**AIM**: Omit all images, then return the remaining material exactly as it stands.

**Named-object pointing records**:
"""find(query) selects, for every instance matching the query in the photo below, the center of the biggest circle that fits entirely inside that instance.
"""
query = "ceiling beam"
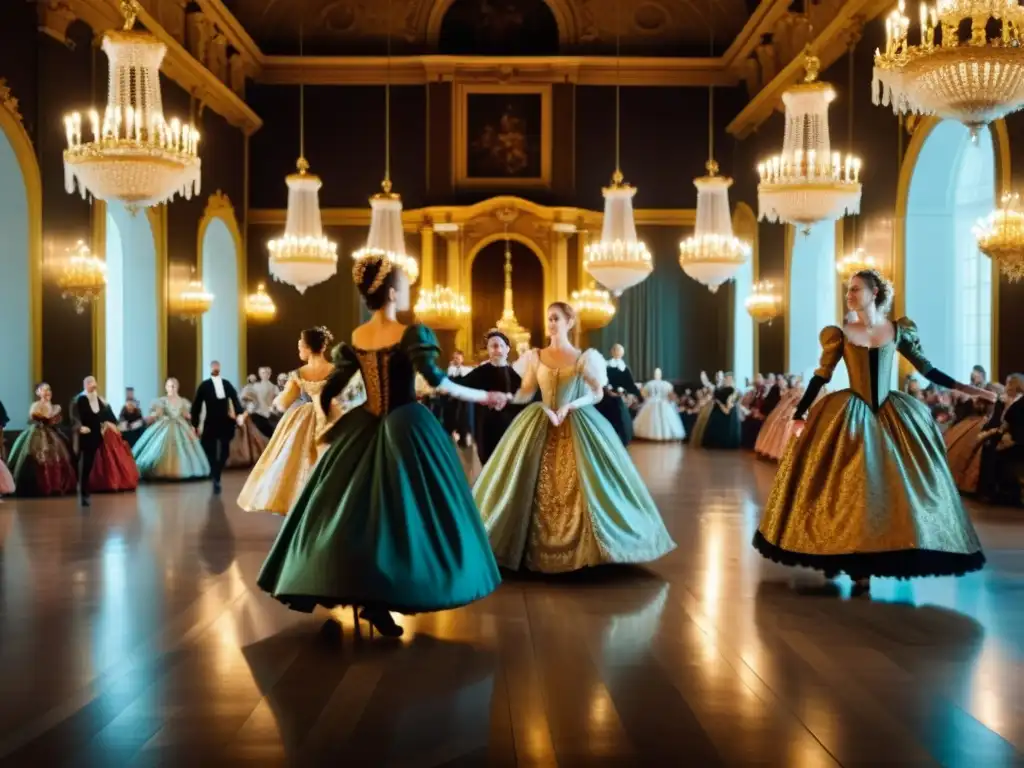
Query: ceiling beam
(630, 71)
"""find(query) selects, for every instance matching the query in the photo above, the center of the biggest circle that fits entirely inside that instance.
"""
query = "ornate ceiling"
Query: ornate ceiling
(678, 28)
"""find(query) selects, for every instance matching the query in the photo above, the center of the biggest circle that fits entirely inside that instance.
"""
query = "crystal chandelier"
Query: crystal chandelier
(302, 257)
(82, 278)
(194, 301)
(508, 324)
(854, 262)
(1000, 237)
(974, 82)
(808, 183)
(593, 306)
(135, 156)
(441, 308)
(619, 260)
(764, 302)
(259, 306)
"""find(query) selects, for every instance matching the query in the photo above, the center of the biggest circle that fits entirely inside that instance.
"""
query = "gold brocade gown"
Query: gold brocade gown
(281, 473)
(865, 488)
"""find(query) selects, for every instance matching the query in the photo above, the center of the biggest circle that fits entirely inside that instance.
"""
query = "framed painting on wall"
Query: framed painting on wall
(502, 136)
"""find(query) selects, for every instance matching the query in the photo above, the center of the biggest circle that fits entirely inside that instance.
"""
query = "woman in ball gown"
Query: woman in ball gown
(41, 462)
(560, 493)
(169, 450)
(723, 427)
(249, 442)
(282, 470)
(386, 520)
(658, 418)
(865, 487)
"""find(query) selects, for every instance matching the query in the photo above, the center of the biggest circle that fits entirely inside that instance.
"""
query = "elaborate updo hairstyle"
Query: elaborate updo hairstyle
(566, 309)
(875, 280)
(375, 275)
(317, 339)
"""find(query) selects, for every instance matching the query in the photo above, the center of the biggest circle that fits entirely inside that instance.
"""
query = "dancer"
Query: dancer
(612, 406)
(386, 520)
(497, 376)
(658, 419)
(865, 488)
(560, 492)
(169, 450)
(281, 472)
(40, 460)
(105, 462)
(223, 413)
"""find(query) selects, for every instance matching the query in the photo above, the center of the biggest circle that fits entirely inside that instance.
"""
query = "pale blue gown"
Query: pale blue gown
(561, 499)
(169, 449)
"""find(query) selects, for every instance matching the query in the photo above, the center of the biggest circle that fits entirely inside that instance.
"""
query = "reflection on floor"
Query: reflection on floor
(130, 635)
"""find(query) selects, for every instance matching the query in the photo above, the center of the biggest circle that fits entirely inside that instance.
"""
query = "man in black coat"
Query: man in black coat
(223, 412)
(88, 415)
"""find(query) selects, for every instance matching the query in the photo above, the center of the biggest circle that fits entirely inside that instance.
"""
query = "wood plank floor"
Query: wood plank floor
(131, 634)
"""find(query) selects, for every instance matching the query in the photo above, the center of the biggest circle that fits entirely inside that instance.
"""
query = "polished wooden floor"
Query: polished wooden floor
(131, 634)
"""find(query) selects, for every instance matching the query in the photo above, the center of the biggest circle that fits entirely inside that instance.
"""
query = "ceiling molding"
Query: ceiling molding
(828, 47)
(632, 71)
(178, 65)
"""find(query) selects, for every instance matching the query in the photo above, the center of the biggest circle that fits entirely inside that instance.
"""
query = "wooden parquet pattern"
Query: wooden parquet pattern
(131, 635)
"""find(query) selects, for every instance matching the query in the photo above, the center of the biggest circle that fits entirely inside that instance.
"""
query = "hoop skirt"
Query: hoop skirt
(658, 420)
(560, 499)
(865, 488)
(386, 518)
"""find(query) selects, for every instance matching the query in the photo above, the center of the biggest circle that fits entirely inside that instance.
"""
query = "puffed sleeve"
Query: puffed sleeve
(832, 339)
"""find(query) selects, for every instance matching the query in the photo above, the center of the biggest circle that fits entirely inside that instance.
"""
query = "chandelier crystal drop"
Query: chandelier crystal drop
(593, 307)
(764, 303)
(712, 255)
(303, 257)
(1000, 237)
(973, 82)
(135, 156)
(441, 308)
(82, 278)
(620, 260)
(808, 183)
(259, 306)
(194, 301)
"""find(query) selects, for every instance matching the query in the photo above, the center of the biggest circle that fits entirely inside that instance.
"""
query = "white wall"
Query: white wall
(15, 290)
(813, 297)
(948, 283)
(220, 325)
(132, 308)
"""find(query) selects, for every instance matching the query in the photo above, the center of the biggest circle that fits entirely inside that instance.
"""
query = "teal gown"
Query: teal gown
(561, 499)
(386, 519)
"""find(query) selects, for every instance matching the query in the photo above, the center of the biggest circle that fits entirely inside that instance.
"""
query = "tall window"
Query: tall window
(948, 281)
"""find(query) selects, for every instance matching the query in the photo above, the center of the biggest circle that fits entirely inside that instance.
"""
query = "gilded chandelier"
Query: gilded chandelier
(764, 302)
(135, 156)
(974, 82)
(82, 278)
(808, 183)
(593, 306)
(1000, 237)
(441, 308)
(259, 306)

**EXPECTED OUTPUT**:
"""find(query) selects, for every instance matching the query in the photo below, the center of the biggest circle that fits entirely inside that instance.
"""
query = "ceiling beam"
Query: ceiling beam
(630, 71)
"""find(query) selects, for every instance matching the query in the photo above, the center of the biggest circle that fits entirely inside that instance.
"""
query = "ornate ceiling"
Query: ornate ceiling
(678, 28)
"""find(query) selects, for every instance matching the query in the photo above, the center of the biggest circle that fits entirely inside that instance.
"""
query = "crystal chandelier"
Query: crystal chandelier
(302, 257)
(82, 278)
(194, 301)
(508, 324)
(854, 262)
(1000, 237)
(974, 82)
(808, 183)
(593, 306)
(135, 156)
(441, 308)
(619, 260)
(764, 302)
(259, 306)
"""find(query) selects, for every instance matching the query in the photo above, the center of the biggest circle that fits entirely inside that instance.
"""
query = "gold brocade gown"
Query: gold brocade gown
(281, 473)
(865, 488)
"""find(query) selects, for every instance matching the query in the photo above, the center of the biggest circle that fits entirely inside that instance.
"""
query = "framed painting on wall"
Query: framed painting on wall
(502, 136)
"""find(query) selects, for every instance matching the query in the photo above, the center of the biggest circle that fits entirely inside that instance.
"""
query = "woman in ball gown"
Query: woman in ball gown
(41, 462)
(560, 493)
(169, 450)
(723, 427)
(249, 442)
(282, 470)
(386, 520)
(658, 418)
(865, 487)
"""find(query) selects, for every instance matching the query in the photo above, the center of the biggest circle that fits entirely inside that instance.
"""
query = "elaborate updo hairstyle"
Query: elaborate updo hairstyle
(566, 309)
(875, 280)
(375, 275)
(317, 339)
"""find(query) selects, for every instance matching the query in the photo above, the center of the biggest circle that fits entirely inside that instance.
"""
query = "dancer"
Query: dancer
(612, 406)
(386, 520)
(497, 376)
(658, 419)
(865, 488)
(560, 492)
(169, 450)
(281, 472)
(40, 460)
(105, 462)
(223, 413)
"""find(query) selects, for every instance matching the query in the photo above, the center of the biggest circle that fits entirely inside that instance.
"""
query = "pale blue gown"
Query: pale blue gown
(561, 499)
(169, 449)
"""find(query) selects, for every instance matching the query in the photo above, the center of the biggest circle that fits entirely inside that instance.
"""
query = "reflection on floor"
Query: reflection on floor
(130, 635)
"""find(query) selects, for every instance matching the query in the photo above, the center of the biggest circle that fits entirely inside that instance.
"""
query = "man in black coat"
Query: man in black coat
(223, 412)
(88, 415)
"""find(query) selects, for every instance matching the query in the photo above, the center of the biggest circle that fits entirely inside that instance.
"""
query = "wood plank floor"
Query: wood plank floor
(131, 634)
"""find(query) selects, for every instance matching the query in the photo above, the center of the biggest circle that fits entirely inside that instance.
"""
query = "polished wooden floor"
Query: polished wooden floor
(131, 634)
"""find(query) selects, for every instance matching the query in the photo above, the center of the biggest circle that fits entirely inside that instance.
"""
query = "ceiling molding"
Query: ceiling molding
(828, 47)
(632, 71)
(178, 65)
"""find(query) selects, for every instance matching the query in the photo above, the center of the biggest circle that fits entirely inside that instance.
"""
query = "wooden parquet pattern"
Query: wooden parquet pattern
(131, 635)
"""find(query) selects, for every instance matching the query in the photo above, the center of the biggest circle that fits entirely inside that instance.
"""
query = "hoop skirt"
Query: hoop skirt
(658, 420)
(560, 499)
(865, 488)
(386, 518)
"""find(query) selects, for every instance matching the query in the photo above, the center of the biggest circle that fits entirely inside that instance.
"""
query = "puffed sleeve"
Query: puffed sleeve
(832, 339)
"""find(query) selects, for every instance matching the query in the photo above, the center of the biggest circle that fits entirely inside that instance.
"""
query = "chandelier crystal drop"
Query: chandelier crystal drop
(593, 307)
(764, 303)
(712, 255)
(303, 257)
(1000, 237)
(973, 82)
(135, 156)
(441, 308)
(82, 278)
(620, 260)
(808, 183)
(259, 306)
(194, 301)
"""find(query) selects, for every instance matching the query in the photo above, the center of the biggest circle that fits entirely inside that instance.
"""
query = "white wall"
Query: white wall
(15, 290)
(813, 297)
(948, 283)
(220, 325)
(132, 308)
"""find(query) selects, for every instance matching the query in the photo above, the center of the biggest circle that fits entirely inside that instance.
"""
query = "teal gown"
Query: teal gown
(561, 499)
(386, 519)
"""find(query) selects, for every instance matching the query in the photo above, the center of the biggest circle that fits entirely inside that instance.
"""
query = "tall window"
Query: tall window
(948, 281)
"""find(query) selects, for every instance matching the query in the photo above, the center of the biggest circle that fits entirely inside that instance.
"""
query = "gilded chandelier"
Query: gilded chandelier
(764, 302)
(135, 156)
(974, 82)
(82, 278)
(808, 183)
(593, 306)
(1000, 237)
(441, 308)
(259, 306)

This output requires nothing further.